Segment Start: Given passage
A set of 16.8 million stringent probes to cover the initial incomplete
gene set was designed. These probes were used for fecal microbial DNA
capture from 50 individuals from the MetaHit cohort, and resulting
libraries of captured DNA were sequenced using Illumina HiSeq (2*100 bp)
paired-end protocol.
A dedicated global iterative assembly of co-localized extremity paired
end reads approach have been specifically designed and implemented in the
DIGEST (Directed Iterative Gene Extension by Sequencing capture Technology)
pipeline. In short, the main steps are:
- selection of informative
reads for extension, "overlapping reads" (i.e. pairs of reads for which
one end matches one extremity of a gene to be extended) and discard of
"internal reads" and "external reads"
(BWA),
- assembly of these reads
(RAYMETA),
- merging of resulting contigs with initial genes
(BWA-MEM).
The extended contigs, together with the set of yet unextended genes, are
used as the input dataset for the next iteration. Process stops whenever
the set of "external reads" is empty or remains unchanged. From the
resulting contigs, genes are identified using an ORF finder software and
then clustered; this leads to a new gene catalogue per individual. Finally
all gene catalogues are merged into a non-redundant gene catalogue.
Segment End: Given passage
Your instructions
Rewrite the part of the sequencing-capture text starting at "paired-end protocol." and ending at "Sequencing capture Technology)", swapping "designed" for "developed" throughout. Rely only on the sequencing-capture text above.
Segment Start: The data
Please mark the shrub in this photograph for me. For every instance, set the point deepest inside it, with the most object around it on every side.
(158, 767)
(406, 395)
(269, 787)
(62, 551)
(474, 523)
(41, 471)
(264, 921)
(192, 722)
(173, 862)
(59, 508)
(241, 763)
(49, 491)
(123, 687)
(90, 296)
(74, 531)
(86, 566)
Segment End: The data
Answer to the problem
paired-end protocol.
A dedicated global iterative assembly of co-localized extremity paired
end reads approach have been specifically developed and implemented in the
DIGEST (Directed Iterative Gene Extension by Sequencing capture Technology)